──────── Rows

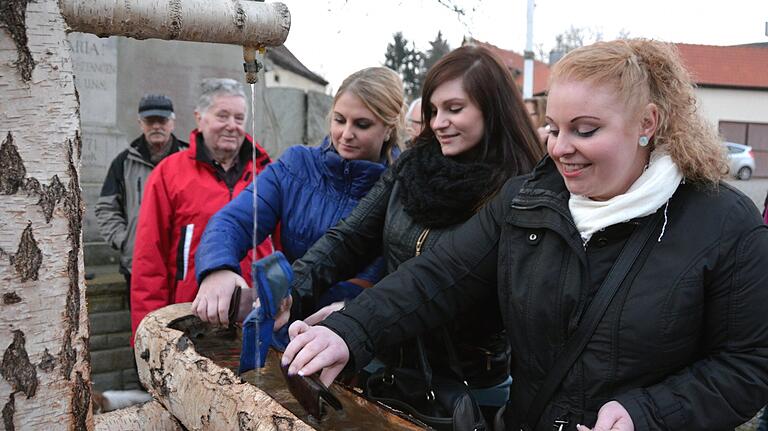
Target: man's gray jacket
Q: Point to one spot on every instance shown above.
(117, 209)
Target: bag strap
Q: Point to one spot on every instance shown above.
(581, 336)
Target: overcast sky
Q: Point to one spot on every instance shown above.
(337, 37)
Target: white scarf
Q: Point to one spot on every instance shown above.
(648, 193)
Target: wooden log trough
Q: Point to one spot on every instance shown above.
(203, 394)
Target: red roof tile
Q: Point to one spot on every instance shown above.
(732, 66)
(515, 63)
(728, 66)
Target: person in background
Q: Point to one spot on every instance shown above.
(683, 344)
(117, 209)
(413, 122)
(476, 135)
(537, 108)
(184, 191)
(307, 191)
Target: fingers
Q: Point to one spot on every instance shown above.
(315, 348)
(315, 318)
(296, 328)
(611, 417)
(212, 311)
(223, 310)
(284, 313)
(324, 312)
(328, 375)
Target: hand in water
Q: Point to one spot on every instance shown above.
(324, 312)
(611, 417)
(313, 349)
(215, 294)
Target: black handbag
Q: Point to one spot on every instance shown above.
(445, 403)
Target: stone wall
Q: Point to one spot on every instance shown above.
(111, 75)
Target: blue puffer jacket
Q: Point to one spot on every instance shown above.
(307, 191)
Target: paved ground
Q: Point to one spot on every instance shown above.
(754, 188)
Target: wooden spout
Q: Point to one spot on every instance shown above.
(237, 22)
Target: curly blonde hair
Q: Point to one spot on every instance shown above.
(647, 71)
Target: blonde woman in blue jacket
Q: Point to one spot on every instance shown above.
(307, 191)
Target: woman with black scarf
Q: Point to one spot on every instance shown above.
(477, 135)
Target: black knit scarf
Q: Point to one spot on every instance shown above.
(438, 191)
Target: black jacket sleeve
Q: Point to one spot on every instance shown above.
(729, 381)
(426, 291)
(344, 251)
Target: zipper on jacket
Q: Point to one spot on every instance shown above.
(347, 176)
(421, 240)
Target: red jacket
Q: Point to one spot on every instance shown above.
(181, 194)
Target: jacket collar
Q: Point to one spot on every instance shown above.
(140, 148)
(356, 175)
(542, 202)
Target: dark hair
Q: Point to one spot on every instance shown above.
(509, 140)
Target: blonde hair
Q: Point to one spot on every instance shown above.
(646, 71)
(540, 106)
(381, 91)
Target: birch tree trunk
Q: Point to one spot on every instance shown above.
(45, 366)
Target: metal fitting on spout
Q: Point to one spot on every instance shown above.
(251, 65)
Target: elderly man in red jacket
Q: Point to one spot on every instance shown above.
(184, 191)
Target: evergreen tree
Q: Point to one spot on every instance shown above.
(408, 62)
(438, 48)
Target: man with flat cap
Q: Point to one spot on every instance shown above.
(117, 209)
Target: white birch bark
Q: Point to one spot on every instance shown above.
(196, 391)
(237, 22)
(45, 369)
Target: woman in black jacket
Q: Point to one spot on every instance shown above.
(683, 343)
(476, 136)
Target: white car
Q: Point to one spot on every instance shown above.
(741, 160)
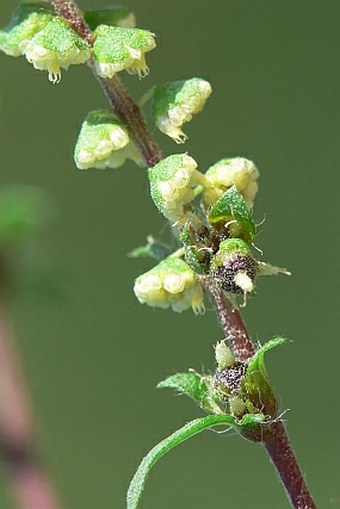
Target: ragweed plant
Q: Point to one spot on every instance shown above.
(210, 211)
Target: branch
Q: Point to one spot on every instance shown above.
(275, 440)
(30, 485)
(120, 100)
(282, 456)
(231, 322)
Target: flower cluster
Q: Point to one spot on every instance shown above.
(103, 142)
(172, 182)
(171, 283)
(50, 44)
(116, 49)
(175, 103)
(237, 171)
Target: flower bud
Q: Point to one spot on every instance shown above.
(175, 103)
(228, 172)
(223, 355)
(27, 20)
(56, 46)
(103, 142)
(234, 267)
(170, 283)
(231, 215)
(115, 15)
(171, 184)
(116, 49)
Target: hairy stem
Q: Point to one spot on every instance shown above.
(119, 98)
(276, 441)
(30, 484)
(282, 456)
(231, 322)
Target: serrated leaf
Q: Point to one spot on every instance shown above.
(256, 363)
(189, 430)
(195, 386)
(232, 212)
(256, 383)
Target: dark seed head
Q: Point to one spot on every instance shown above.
(232, 266)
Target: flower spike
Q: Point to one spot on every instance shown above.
(55, 47)
(170, 283)
(27, 20)
(116, 49)
(175, 103)
(237, 171)
(103, 142)
(172, 181)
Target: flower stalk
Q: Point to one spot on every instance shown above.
(174, 187)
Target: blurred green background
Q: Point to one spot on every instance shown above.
(94, 355)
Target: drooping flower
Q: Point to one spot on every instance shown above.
(28, 19)
(236, 171)
(175, 103)
(116, 49)
(56, 46)
(171, 283)
(171, 182)
(103, 142)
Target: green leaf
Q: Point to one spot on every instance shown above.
(194, 385)
(175, 103)
(256, 383)
(232, 212)
(257, 361)
(189, 430)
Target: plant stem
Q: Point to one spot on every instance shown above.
(281, 453)
(30, 485)
(231, 322)
(119, 98)
(275, 440)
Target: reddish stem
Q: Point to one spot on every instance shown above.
(276, 440)
(282, 455)
(231, 322)
(120, 100)
(30, 485)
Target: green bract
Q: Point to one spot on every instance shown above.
(27, 20)
(137, 484)
(103, 142)
(197, 387)
(231, 212)
(175, 103)
(229, 247)
(56, 46)
(116, 49)
(115, 15)
(170, 283)
(228, 172)
(171, 183)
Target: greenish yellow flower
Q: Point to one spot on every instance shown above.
(56, 46)
(173, 284)
(116, 49)
(175, 103)
(228, 172)
(103, 142)
(172, 181)
(28, 19)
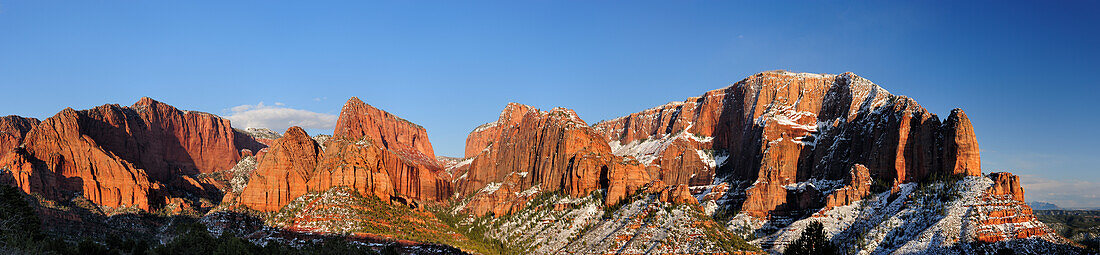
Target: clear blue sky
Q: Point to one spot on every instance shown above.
(1024, 71)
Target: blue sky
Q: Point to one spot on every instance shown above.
(1024, 71)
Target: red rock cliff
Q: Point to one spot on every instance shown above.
(779, 129)
(1002, 213)
(121, 156)
(373, 152)
(282, 173)
(528, 151)
(12, 130)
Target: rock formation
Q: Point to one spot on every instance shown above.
(1002, 213)
(122, 156)
(782, 129)
(372, 152)
(282, 173)
(528, 151)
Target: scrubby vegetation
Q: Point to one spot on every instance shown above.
(21, 233)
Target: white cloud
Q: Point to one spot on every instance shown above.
(278, 118)
(1074, 193)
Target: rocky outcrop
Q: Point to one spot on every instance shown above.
(1002, 213)
(12, 130)
(282, 174)
(961, 155)
(782, 129)
(858, 187)
(372, 152)
(123, 156)
(528, 151)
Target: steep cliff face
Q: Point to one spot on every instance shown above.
(372, 152)
(124, 156)
(12, 130)
(1002, 213)
(774, 131)
(282, 173)
(359, 120)
(528, 151)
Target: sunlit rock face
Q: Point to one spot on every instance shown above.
(777, 130)
(124, 156)
(528, 151)
(372, 152)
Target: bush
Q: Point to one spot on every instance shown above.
(813, 241)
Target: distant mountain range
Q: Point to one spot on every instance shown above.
(741, 168)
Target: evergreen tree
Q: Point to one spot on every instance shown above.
(813, 241)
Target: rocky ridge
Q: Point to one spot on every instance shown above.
(372, 152)
(141, 156)
(777, 131)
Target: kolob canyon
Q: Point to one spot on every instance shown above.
(740, 169)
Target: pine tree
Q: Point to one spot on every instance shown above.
(812, 241)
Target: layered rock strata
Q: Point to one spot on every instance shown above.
(124, 156)
(528, 151)
(782, 129)
(1002, 213)
(372, 152)
(12, 130)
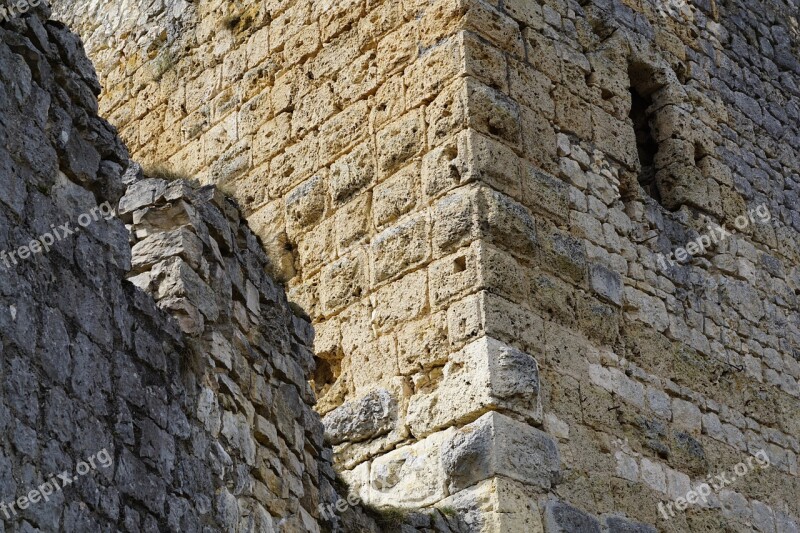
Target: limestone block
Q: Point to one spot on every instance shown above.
(441, 169)
(258, 47)
(686, 416)
(506, 223)
(494, 114)
(399, 142)
(448, 113)
(190, 160)
(358, 79)
(302, 44)
(140, 194)
(338, 16)
(305, 205)
(527, 13)
(542, 54)
(480, 267)
(272, 138)
(562, 252)
(232, 163)
(498, 445)
(203, 88)
(334, 56)
(606, 283)
(352, 173)
(400, 301)
(396, 196)
(398, 49)
(352, 222)
(288, 24)
(485, 375)
(560, 517)
(497, 505)
(234, 64)
(179, 280)
(483, 61)
(538, 139)
(487, 314)
(491, 162)
(454, 223)
(427, 77)
(219, 138)
(614, 136)
(269, 223)
(342, 282)
(389, 101)
(362, 419)
(290, 167)
(342, 131)
(284, 92)
(313, 109)
(422, 344)
(545, 194)
(400, 248)
(573, 113)
(491, 24)
(531, 88)
(181, 242)
(439, 20)
(409, 476)
(317, 247)
(646, 308)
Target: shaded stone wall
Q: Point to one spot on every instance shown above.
(452, 192)
(177, 402)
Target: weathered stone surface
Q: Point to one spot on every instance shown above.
(498, 445)
(560, 517)
(370, 416)
(485, 375)
(427, 174)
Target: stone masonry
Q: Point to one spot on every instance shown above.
(195, 384)
(500, 217)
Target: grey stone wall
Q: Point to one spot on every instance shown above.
(177, 401)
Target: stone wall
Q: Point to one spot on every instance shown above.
(458, 196)
(181, 405)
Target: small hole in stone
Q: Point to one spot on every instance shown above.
(640, 116)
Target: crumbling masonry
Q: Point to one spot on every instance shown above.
(472, 201)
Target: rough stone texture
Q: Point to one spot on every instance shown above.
(193, 376)
(428, 174)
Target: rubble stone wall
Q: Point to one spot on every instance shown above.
(450, 190)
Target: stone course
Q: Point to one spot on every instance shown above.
(449, 190)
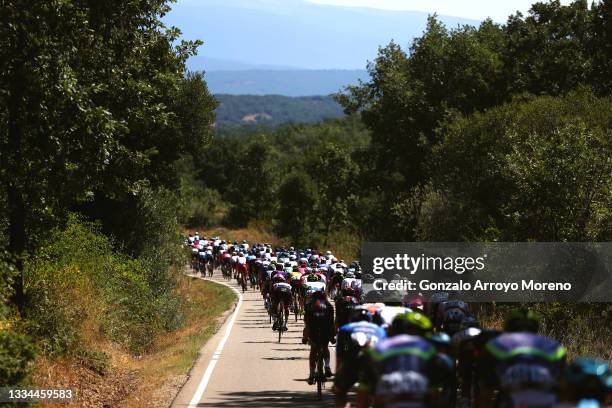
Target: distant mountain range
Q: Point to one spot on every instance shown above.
(290, 47)
(282, 82)
(274, 110)
(293, 33)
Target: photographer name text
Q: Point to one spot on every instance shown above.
(478, 285)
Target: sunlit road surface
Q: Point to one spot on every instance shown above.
(253, 369)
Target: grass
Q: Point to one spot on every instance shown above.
(154, 378)
(176, 352)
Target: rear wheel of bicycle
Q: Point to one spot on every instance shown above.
(280, 320)
(320, 376)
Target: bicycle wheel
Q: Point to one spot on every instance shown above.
(320, 376)
(280, 320)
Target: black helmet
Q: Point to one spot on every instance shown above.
(522, 320)
(360, 313)
(469, 321)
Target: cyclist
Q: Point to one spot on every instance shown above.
(450, 315)
(352, 339)
(405, 369)
(318, 330)
(524, 367)
(281, 291)
(587, 382)
(464, 348)
(431, 308)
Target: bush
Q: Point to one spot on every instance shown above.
(81, 290)
(16, 348)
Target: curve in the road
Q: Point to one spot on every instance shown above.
(217, 354)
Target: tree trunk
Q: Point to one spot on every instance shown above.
(16, 183)
(17, 242)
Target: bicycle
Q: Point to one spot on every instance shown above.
(281, 319)
(242, 282)
(320, 378)
(296, 307)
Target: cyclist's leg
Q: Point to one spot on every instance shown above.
(312, 361)
(326, 358)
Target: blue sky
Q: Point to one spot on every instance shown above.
(498, 10)
(316, 34)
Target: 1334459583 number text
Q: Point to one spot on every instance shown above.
(35, 395)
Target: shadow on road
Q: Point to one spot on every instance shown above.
(284, 358)
(261, 399)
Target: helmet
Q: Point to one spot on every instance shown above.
(440, 339)
(588, 378)
(452, 320)
(318, 294)
(522, 320)
(413, 302)
(469, 321)
(360, 313)
(410, 323)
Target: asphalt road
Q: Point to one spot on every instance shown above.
(250, 368)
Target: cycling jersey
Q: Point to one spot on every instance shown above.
(386, 314)
(401, 369)
(346, 347)
(311, 287)
(515, 362)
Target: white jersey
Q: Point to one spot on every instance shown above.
(347, 283)
(281, 285)
(314, 286)
(388, 313)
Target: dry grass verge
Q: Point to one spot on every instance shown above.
(152, 380)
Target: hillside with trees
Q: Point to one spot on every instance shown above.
(90, 132)
(274, 110)
(487, 133)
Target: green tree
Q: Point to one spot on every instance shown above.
(90, 109)
(535, 169)
(297, 210)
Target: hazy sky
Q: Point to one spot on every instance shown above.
(498, 10)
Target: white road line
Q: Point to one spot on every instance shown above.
(197, 397)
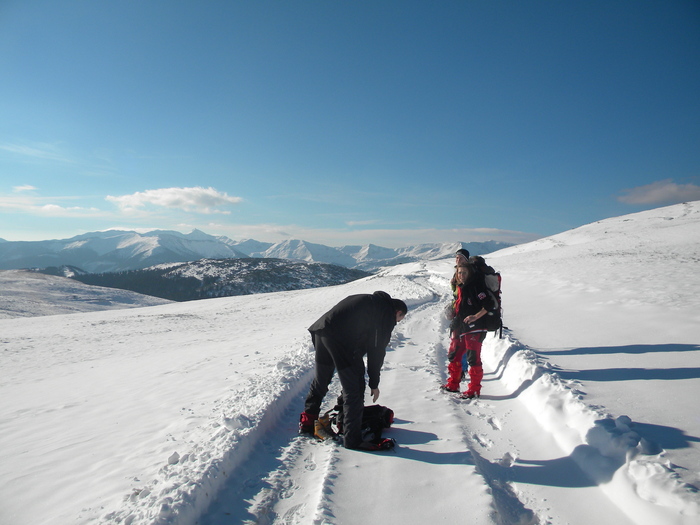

────────────────

Please pull every line from the rows above that contains the word "flower" and copy each one in full.

Target: flower cluster
Target: flower bud
Target: flower spike
Target: flower stalk
Target: drooping flower
Target: greenish yellow flower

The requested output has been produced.